## What is being asked
Please retype every record below exactly, leaving the pictures out.

(Data items)
------------------------------------------------

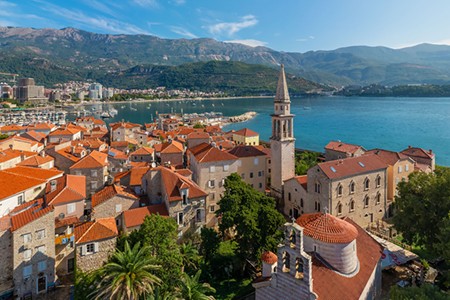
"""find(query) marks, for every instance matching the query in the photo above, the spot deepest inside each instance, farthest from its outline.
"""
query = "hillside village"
(69, 192)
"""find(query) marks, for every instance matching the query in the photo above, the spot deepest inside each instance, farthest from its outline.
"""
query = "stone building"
(95, 241)
(251, 165)
(210, 166)
(185, 201)
(338, 150)
(111, 201)
(322, 257)
(282, 141)
(95, 167)
(355, 187)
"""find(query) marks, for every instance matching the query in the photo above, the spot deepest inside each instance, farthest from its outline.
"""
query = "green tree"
(305, 161)
(250, 218)
(129, 274)
(424, 292)
(190, 288)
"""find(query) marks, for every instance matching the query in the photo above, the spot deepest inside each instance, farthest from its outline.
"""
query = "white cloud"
(233, 27)
(248, 42)
(183, 31)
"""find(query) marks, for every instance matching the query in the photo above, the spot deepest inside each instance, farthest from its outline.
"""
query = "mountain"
(71, 52)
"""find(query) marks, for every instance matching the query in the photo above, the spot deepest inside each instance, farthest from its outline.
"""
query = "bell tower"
(282, 141)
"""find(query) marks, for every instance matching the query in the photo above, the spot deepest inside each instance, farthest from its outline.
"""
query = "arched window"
(366, 201)
(352, 187)
(298, 268)
(378, 181)
(286, 262)
(340, 189)
(366, 184)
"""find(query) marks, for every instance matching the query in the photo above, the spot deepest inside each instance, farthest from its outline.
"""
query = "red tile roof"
(110, 191)
(351, 166)
(343, 147)
(327, 228)
(99, 229)
(269, 257)
(329, 284)
(246, 132)
(95, 159)
(206, 153)
(31, 214)
(135, 217)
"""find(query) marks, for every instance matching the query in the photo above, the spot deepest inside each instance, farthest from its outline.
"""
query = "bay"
(388, 123)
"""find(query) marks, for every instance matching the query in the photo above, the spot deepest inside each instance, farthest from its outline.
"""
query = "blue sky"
(287, 25)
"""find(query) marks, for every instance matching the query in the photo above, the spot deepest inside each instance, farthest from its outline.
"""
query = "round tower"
(333, 239)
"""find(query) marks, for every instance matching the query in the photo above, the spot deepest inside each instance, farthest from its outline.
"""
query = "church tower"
(282, 141)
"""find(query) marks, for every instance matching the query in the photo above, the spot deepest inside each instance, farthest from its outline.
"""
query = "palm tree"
(128, 274)
(190, 257)
(191, 289)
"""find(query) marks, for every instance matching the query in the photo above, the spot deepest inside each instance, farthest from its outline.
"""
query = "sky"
(283, 25)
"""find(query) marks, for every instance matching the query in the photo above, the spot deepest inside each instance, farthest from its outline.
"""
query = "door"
(42, 284)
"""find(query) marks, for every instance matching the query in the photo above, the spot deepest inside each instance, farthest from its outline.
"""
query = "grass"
(232, 289)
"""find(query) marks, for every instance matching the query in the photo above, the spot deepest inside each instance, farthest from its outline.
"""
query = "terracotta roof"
(143, 151)
(95, 159)
(33, 213)
(269, 257)
(69, 188)
(36, 161)
(172, 147)
(327, 228)
(110, 191)
(329, 284)
(352, 166)
(198, 135)
(206, 153)
(389, 157)
(135, 217)
(173, 182)
(418, 152)
(246, 151)
(246, 132)
(99, 229)
(343, 147)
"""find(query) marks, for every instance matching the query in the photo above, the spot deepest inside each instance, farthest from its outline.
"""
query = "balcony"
(64, 239)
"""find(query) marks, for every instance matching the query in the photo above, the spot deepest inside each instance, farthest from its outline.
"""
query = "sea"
(372, 122)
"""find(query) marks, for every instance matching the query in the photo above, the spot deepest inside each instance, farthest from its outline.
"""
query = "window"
(317, 187)
(41, 249)
(26, 272)
(340, 190)
(40, 234)
(366, 201)
(70, 208)
(26, 238)
(20, 200)
(366, 183)
(42, 266)
(27, 254)
(378, 181)
(180, 218)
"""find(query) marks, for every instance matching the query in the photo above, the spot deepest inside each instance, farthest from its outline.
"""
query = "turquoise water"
(389, 123)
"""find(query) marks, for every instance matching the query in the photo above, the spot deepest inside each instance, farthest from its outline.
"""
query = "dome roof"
(269, 257)
(327, 228)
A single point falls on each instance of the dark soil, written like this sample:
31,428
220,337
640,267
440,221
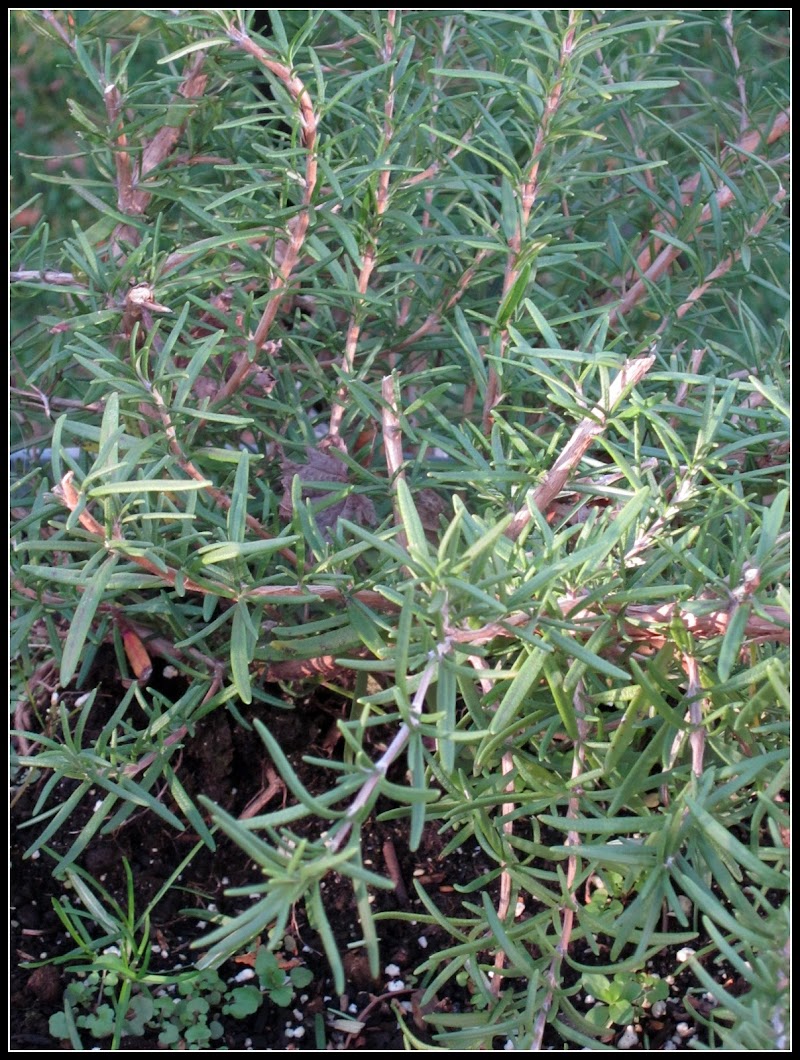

------------------------------------------------

## Result below
"""find(query) marks, for every instance matching the query in the photo above, the spot deepest inside each instance, farthest from its outline.
"""
query = "hillside village"
(69, 192)
"""find(query) marks, for every instance matching the query in the photo above, the spot deepest inside each instance, farthest from its outline.
"""
query = "stone building"
(95, 241)
(251, 165)
(210, 166)
(185, 201)
(338, 150)
(111, 201)
(322, 257)
(282, 141)
(95, 167)
(355, 187)
"""find(query) marks, for every instance matching the query in the photo above, the spot deepest inside each instance, farthest from its outline.
"""
query = "green tree"
(305, 161)
(250, 218)
(129, 274)
(424, 292)
(190, 288)
"""find(query) marks, for every instance matching the query in the photo above, the spot deepest inside each instance, farthest from its outline.
"""
query = "white cloud"
(233, 27)
(248, 42)
(183, 31)
"""find(query) marks, for every instance matching the query in the photo above, the spot deepest inside each instance, farthest from its outline.
"""
query = "mountain"
(71, 52)
"""find(query) marks, for every instance matching the query in the photo above, the spot deepest inside each instance, farthest from its outline.
"""
query = "bell tower"
(282, 141)
"""find(query) marks, for every instance matching the query in the photo above, the spot deepest inside each instance, farthest from its outline.
"""
query = "arched window"
(366, 201)
(352, 187)
(298, 268)
(378, 181)
(286, 262)
(340, 189)
(366, 184)
"""find(query) marks, for every instance matching the query in the photo above, the spot deepest inside each instance, farthest from its outline.
"""
query = "red tile roof"
(110, 191)
(351, 166)
(343, 147)
(327, 228)
(99, 229)
(269, 257)
(329, 284)
(246, 132)
(95, 159)
(206, 153)
(31, 214)
(135, 217)
"""find(query) marks, for every instance matching the query in the photo above, the spot deepest inside each instance, farthest from its outline.
"""
query = "bay"
(388, 123)
"""find(query) marks, for every instance matching the query in the photo above, the spot deepest inside each instance, farthest from its outline.
"""
query = "blue sky"
(287, 25)
"""find(query) marks, for every instance matching the query in the photo above, the spot deepest inside each instance, farthest from its outline.
"""
query = "round tower"
(333, 239)
"""find(query) marks, for every instance matching the query in the photo above, the spot deepest inside each instance, farthest from its outline.
"""
query = "church tower"
(282, 141)
"""find(query) marks, for every instance matching the query in the photo above, the spot deepest inside each instance, farthest from its outline.
"""
query = "palm tree"
(128, 274)
(190, 257)
(191, 289)
"""find(query) marks, for every instance matching the query in the photo above, the spot deepest inside each instance, farthest from its outline.
"""
query = "sky"
(283, 25)
"""find(query) marks, for every instance matching the query in the photo above, the spot deepest inside each instance, farthest from its outline.
"""
query = "door"
(42, 284)
"""find(query) marks, for every instance matching the query in the photo above, the spot deepest inside each instance, farthest from its outline.
"""
query = "grass"
(232, 289)
"""find(query) marks, for every instance matching the query in the photo above, the spot deepest inside each instance, farthest from its outline.
"""
query = "terracotta roof"
(143, 151)
(95, 159)
(33, 213)
(269, 257)
(69, 188)
(36, 161)
(172, 147)
(327, 228)
(110, 191)
(329, 284)
(352, 166)
(198, 135)
(206, 153)
(389, 157)
(135, 217)
(173, 182)
(418, 152)
(246, 151)
(246, 132)
(99, 229)
(343, 147)
"""find(query) marks, for every instance matching the query in the photo above, the spot deepest inside each instance, farthest from its outline.
"""
query = "balcony"
(64, 239)
"""find(query) marks, for every instance matching the query in the photo above, the spot deepest inside each instance, farthest from its outline.
"""
query = "sea"
(372, 122)
"""find(query) marks, for every instance matching the query in the photo above, the spot deepest inside each instance, farthest from its outline.
"""
query = "window"
(317, 187)
(41, 249)
(26, 272)
(340, 190)
(40, 234)
(366, 201)
(70, 208)
(26, 238)
(20, 200)
(366, 183)
(42, 266)
(27, 254)
(378, 181)
(180, 218)
"""find(query) marks, for every instance matching the query in the photo above, the spot deepest inside each instance, farthest from its outline.
"""
query = "turquoise water"
(389, 123)
"""find(query) marks, for every instance matching the query in the photo above, the spot deepest inside each instance, farthest from its outline.
"""
query = "dome roof"
(269, 257)
(327, 228)
A single point falls on each instance of the dark soil, written like this sample:
31,428
220,337
640,267
440,221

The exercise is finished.